▶ [Doel a] Tel de regels van de lijst waarin het woord "white" voorkomt. Geef alleen dat aantal.

▶ [Gegeven tekst]
'''

Een concurrentiebeding legt de vrijheid van de werknemer om na afloop van zijn dienstverband elders in dienstbetrekking dan wel als zelfstandige te gaan werken aan banden. Om die reden is het met de nodige waarborgen omgeven. Zo is het alleen rechtsgeldig als het schriftelijk is overeengekomen met een meerderjarige werknemer en mag het als hoofdregel alleen worden afgesproken bij arbeidsovereenkomsten voor onbepaalde tijd. Het kabinet is van plan om het concurrentiebeding met nog meer waarborgen te omgeven.
Uit onderzoek is gebleken dat inmiddels naar schatting ca. 37% van de werknemers aan een concurrentiebeding is gebonden. Eén op de drie werkgevers hanteert een concurrentiebeding, vrijwel altijd als een standaardclausule in het arbeidscontract. Deze werknemers hebben echter vaak geen toegang tot kennis en/of relaties die de concurrentiepositie van de werkgever kunnen schaden. De vraag is dan reëel of het nog wel zinvol is om deze werknemers aan een concurrentiebeding te binden.

'''

▶ [Doel b] Onder welke voorwaarden is een concurrentiebeding volgens de tekst over het concurrentiebeding rechtsgeldig?

Voorbeelden van puntlabeling
'''

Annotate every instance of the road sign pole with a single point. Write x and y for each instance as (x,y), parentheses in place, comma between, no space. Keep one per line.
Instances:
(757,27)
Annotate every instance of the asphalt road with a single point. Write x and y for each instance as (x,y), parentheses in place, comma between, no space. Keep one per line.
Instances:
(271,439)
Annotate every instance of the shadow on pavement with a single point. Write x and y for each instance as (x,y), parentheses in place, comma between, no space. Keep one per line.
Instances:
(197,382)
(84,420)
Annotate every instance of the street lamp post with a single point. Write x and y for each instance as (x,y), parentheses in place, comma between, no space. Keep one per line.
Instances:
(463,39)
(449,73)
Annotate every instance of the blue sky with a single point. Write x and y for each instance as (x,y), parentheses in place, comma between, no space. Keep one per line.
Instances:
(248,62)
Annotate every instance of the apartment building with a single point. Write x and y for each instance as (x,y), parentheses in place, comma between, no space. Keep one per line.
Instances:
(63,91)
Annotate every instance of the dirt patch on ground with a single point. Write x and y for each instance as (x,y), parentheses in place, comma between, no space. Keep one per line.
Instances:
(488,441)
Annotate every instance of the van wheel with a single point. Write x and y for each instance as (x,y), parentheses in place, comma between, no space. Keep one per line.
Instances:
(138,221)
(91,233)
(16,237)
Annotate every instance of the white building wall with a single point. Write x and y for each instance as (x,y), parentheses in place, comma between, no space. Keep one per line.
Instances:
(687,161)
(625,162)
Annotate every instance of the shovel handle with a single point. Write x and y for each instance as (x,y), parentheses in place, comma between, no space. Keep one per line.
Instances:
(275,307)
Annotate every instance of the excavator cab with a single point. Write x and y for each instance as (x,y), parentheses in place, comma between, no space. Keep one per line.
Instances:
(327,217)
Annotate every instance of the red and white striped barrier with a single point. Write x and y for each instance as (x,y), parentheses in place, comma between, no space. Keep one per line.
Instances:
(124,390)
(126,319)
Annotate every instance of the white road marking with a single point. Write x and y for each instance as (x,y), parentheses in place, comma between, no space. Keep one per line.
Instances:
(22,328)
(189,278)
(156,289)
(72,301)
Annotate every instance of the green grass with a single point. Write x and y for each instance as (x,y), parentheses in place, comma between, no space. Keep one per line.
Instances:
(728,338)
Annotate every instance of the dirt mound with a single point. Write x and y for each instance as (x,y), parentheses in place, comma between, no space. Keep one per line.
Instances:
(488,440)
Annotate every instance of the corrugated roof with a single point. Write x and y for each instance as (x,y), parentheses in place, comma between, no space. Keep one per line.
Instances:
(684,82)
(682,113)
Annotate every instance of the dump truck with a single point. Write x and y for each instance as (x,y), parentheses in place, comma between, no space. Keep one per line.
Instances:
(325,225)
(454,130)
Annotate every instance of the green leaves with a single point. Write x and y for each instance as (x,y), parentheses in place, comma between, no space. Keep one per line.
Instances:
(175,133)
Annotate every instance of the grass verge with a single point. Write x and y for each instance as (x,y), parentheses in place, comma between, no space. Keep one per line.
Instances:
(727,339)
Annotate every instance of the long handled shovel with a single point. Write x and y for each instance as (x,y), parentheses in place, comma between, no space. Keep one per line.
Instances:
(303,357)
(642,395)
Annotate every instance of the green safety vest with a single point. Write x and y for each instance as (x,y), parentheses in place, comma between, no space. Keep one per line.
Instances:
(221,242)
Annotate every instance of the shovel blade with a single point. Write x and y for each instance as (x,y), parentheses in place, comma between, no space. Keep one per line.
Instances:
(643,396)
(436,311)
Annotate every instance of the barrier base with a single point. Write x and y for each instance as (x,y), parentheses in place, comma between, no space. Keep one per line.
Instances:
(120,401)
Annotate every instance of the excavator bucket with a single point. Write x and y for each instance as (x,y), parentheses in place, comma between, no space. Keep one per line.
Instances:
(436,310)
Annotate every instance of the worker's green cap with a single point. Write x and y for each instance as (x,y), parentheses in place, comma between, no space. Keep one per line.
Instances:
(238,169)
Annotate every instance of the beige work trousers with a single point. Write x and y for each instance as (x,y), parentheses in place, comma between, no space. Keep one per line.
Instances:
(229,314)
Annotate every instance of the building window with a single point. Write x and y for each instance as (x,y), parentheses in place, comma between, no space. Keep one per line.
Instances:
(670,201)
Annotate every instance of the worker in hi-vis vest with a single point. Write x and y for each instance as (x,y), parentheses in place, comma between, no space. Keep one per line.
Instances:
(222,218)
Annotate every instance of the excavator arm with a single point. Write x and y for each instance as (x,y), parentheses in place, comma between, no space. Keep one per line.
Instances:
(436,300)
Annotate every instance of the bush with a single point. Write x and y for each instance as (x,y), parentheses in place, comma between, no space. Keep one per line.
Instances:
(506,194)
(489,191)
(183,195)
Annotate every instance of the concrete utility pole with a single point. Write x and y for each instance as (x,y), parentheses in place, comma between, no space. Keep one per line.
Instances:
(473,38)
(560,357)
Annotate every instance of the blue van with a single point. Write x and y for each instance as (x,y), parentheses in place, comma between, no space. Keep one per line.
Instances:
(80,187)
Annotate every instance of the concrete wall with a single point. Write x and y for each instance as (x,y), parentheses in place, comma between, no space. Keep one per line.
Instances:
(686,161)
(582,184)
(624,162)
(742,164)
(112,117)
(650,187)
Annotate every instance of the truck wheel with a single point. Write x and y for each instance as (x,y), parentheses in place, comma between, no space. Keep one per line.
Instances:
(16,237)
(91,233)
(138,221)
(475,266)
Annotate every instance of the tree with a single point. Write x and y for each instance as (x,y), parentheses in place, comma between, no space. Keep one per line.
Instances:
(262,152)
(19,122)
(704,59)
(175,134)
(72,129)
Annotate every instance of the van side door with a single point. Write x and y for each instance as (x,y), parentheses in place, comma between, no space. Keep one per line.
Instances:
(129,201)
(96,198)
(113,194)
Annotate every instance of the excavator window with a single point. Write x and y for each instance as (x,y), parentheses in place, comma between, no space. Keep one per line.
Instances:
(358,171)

'''

▶ [Uitgewerkte oplossing a] 3

▶ [Uitgewerkte oplossing b] Het moet schriftelijk zijn overeengekomen met een meerderjarige werknemer.